[Supplied passage]

Building a Web Knowledge Base for AI: Architecture Guide
Most teams that say "we want to put our content into ChatGPT" eventually mean: we want a retrieval-augmented system over our own corpus. The corpus is rarely a single tidy database — it is a mix of public docs, blog posts, internal wikis, third-party references, and ad-hoc HTML scattered across the web. The architecture that turns this mess into a useful AI knowledge base has seven layers, each with real choices and real trade-offs. Here is the end-to-end build, with code, tool recommendations, and the failure modes to avoid.
The seven layers, at a glance
- Source identification: enumerate what goes in, decide what stays out.
- Conversion: turn each source into clean Markdown.
- Organization: folder structure, naming, frontmatter metadata.
- Chunking: split documents into retrievable units.
- Embedding: vectorize each chunk.
- Storage: put vectors in a database that supports similarity search.
- Update strategy: keep the corpus fresh as sources change.
Each layer can be solved with hosted services, OSS run locally, or a hybrid. The right choice depends on volume, sensitivity, latency budget, and team comfort with infrastructure. The walkthrough below assumes a mid-sized corpus (1,000-100,000 documents) and prefers OSS-local for the heavier batch layers and hosted for the lower-volume interactive layers.
Layer 1: source identification
Before any code runs, decide what your knowledge base is for. Common scopes:
- Product documentation: your own docs site, your changelog, your API reference, the GitHub README.
- Internal wiki: Confluence, Notion, or Markdown files in a Git repo. Often the largest and messiest source.
- Third-party references: vendor docs you depend on, regulatory text, standards documents.
- Web content you publish: blog posts, conference talks (transcripts), case studies.
- Web content you do not own: competitor docs, public research, news coverage. Respect robots.txt and terms of service; do not index what you have no right to.
Build the index of source URLs (or paths) before building any pipeline. A simple sources.yaml that lists each source with its type, scope, and refresh cadence is the right artifact:
sources:
- id: own_docs
type: sitemap
url: https://docs.example.com/sitemap.xml
refresh: weekly
- id: own_blog
type: rss
url: https://example.com/blog/feed.xml
refresh: daily
- id: internal_wiki
type: filesystem
path: /mnt/wiki
refresh: hourly
- id: vendor_docs
type: url_list
file: ./vendor_urls.txt
refresh: monthly
This single file is the source-of-truth for what the knowledge base contains. Future you will thank present you.
Layer 2: conversion
For one-off conversions of unusual pages, the URL-to-Markdown web tool is the right path — paste, click, save. For hundreds or thousands of pages from a sitemap, run OSS locally. The canonical stack:
- Playwright for JS-rendered pages
- Trafilatura for extraction (news/blog/article content)

[/Supplied passage]
[Source information]

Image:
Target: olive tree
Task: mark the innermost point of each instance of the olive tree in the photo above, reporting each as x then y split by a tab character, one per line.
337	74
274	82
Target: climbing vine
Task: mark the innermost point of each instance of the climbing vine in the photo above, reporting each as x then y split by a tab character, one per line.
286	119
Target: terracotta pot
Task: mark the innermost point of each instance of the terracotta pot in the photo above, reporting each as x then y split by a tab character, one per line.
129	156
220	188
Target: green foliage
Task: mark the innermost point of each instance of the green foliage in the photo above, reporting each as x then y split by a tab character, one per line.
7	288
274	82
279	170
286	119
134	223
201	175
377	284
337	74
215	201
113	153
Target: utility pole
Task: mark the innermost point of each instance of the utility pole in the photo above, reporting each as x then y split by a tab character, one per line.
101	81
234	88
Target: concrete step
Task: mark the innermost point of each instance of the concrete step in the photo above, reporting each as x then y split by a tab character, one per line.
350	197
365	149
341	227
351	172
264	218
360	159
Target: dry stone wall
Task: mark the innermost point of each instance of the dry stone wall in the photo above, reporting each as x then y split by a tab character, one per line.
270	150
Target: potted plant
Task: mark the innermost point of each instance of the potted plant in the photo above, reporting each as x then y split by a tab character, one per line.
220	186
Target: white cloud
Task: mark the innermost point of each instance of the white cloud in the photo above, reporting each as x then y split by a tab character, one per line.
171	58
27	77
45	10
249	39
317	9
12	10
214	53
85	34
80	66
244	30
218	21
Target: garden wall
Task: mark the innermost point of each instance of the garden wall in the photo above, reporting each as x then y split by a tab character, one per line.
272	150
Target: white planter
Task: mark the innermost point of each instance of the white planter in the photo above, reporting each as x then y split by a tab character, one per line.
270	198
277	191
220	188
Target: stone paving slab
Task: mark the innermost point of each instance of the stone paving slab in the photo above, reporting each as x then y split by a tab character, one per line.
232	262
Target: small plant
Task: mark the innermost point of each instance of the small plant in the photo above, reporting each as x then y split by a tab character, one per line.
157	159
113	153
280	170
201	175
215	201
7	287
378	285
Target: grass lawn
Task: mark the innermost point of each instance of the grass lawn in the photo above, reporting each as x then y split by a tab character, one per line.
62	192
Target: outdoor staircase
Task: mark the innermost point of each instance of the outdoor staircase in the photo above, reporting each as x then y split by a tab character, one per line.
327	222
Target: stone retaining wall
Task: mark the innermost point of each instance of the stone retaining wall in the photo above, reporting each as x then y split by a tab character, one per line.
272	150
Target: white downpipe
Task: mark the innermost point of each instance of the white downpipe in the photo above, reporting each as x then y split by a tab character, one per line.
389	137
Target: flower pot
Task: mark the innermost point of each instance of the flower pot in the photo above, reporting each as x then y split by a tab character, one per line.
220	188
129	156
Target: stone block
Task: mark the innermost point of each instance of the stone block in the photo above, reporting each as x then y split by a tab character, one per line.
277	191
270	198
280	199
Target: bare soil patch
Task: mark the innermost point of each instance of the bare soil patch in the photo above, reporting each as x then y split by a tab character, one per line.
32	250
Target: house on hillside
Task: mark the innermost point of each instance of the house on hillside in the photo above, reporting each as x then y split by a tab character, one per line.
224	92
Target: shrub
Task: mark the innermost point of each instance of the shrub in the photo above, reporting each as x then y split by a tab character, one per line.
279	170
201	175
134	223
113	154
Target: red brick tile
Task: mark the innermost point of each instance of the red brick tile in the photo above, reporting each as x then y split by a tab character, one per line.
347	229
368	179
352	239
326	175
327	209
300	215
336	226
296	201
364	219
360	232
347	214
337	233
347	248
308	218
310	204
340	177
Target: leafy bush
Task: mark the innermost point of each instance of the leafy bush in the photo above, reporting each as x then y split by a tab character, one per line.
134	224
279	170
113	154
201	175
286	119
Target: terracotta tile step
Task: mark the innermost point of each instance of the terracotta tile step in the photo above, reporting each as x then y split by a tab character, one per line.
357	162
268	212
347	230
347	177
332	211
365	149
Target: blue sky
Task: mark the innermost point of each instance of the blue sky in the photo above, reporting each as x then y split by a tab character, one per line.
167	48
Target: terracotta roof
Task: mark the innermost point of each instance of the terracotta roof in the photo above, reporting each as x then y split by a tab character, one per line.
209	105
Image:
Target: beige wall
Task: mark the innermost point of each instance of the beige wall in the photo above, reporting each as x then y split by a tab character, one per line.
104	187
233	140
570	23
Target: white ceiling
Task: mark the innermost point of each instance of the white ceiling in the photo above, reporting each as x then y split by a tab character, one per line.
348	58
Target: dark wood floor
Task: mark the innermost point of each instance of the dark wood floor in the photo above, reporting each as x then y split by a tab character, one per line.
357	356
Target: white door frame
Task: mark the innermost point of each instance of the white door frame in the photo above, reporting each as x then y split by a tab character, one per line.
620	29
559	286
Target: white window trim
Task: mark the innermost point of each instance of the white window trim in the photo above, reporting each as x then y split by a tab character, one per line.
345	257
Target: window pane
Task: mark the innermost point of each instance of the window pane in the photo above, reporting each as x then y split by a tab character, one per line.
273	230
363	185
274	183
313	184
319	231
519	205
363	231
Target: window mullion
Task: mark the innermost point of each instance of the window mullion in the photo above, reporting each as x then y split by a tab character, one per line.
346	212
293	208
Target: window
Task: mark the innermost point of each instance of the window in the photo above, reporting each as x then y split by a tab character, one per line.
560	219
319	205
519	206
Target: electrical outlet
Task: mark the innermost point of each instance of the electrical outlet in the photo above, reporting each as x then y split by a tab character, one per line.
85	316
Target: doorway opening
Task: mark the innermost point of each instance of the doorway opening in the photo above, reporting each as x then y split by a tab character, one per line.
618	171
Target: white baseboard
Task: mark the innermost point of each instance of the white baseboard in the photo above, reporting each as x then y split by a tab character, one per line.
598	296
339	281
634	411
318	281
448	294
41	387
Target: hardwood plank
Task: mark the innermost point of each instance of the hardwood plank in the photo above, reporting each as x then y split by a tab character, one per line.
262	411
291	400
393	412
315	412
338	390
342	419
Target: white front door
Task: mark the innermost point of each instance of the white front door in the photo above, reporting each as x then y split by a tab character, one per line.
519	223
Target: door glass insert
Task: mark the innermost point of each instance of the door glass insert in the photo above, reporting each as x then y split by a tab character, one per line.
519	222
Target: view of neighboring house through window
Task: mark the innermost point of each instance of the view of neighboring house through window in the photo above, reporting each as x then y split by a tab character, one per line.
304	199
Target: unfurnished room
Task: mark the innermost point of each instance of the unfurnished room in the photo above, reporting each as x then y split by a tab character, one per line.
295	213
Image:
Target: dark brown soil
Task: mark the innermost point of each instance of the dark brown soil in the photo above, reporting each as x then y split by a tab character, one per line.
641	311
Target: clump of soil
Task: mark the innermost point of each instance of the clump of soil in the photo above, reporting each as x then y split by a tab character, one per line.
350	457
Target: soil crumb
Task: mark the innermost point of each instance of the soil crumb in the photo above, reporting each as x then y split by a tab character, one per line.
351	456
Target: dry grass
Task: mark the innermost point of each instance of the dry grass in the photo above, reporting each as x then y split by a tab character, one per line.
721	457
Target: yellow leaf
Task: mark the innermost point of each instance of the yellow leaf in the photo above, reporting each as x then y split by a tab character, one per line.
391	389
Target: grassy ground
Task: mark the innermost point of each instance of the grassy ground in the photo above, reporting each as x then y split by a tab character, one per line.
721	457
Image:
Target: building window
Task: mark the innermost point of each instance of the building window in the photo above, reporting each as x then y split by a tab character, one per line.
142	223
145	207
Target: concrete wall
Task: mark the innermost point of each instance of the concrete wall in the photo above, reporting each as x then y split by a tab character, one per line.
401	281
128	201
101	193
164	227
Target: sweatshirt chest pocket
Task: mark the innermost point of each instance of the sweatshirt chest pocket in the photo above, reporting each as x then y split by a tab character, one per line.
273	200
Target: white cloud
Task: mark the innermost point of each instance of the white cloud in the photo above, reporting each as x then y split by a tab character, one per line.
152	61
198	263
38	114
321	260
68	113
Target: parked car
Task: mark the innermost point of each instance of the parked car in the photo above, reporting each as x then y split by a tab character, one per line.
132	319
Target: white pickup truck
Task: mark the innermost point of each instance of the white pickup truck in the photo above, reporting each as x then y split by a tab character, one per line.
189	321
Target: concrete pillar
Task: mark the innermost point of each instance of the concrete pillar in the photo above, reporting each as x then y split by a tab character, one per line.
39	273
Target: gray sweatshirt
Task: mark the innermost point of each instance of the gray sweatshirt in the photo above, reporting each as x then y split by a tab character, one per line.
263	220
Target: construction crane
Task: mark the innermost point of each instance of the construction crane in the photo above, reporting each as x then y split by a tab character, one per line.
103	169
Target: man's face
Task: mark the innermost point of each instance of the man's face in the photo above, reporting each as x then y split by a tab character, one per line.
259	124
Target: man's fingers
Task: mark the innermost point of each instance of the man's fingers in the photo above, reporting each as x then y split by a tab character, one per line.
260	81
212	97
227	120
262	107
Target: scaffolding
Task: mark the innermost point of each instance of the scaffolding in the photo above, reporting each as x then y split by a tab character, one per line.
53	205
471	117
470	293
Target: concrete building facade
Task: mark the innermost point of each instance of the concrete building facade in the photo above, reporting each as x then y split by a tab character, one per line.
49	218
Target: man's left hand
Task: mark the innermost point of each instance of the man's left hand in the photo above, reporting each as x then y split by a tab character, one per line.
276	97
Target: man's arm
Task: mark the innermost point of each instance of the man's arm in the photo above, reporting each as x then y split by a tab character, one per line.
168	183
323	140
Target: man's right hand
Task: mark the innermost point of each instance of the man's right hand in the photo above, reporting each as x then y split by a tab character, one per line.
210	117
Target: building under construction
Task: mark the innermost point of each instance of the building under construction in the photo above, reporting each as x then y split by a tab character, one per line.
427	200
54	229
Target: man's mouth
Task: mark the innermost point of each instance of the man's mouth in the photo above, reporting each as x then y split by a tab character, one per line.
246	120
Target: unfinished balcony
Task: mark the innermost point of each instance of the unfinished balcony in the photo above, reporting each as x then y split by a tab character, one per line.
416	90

[/Source information]

Assignment A
In the architecture guide, which tool is listed for JS-rendered pages?
Assignment B
Reproduce the architecture guide's text between "Layer 1: source" and "text, standards documents.", inclusive.
Assignment C
Turn the architecture guide's paragraph beginning "Each layer can be solved" into a short list that keeps its main facts.

Answer box A
Playwright

Answer box B
Layer 1: source identification
Before any code runs, decide what your knowledge base is for. Common scopes:
- Product documentation: your own docs site, your changelog, your API reference, the GitHub README.
- Internal wiki: Confluence, Notion, or Markdown files in a Git repo. Often the largest and messiest source.
- Third-party references: vendor docs you depend on, regulatory text, standards documents.

Answer box C
- Each layer can use hosted services, locally run OSS, or a hybrid.
- The right choice depends on volume, sensitivity, latency budget, and the team's comfort with infrastructure.
- The walkthrough assumes a mid-sized corpus of 1,000-100,000 documents.
- It prefers OSS-local for the heavier batch layers and hosted services for the lower-volume interactive layers.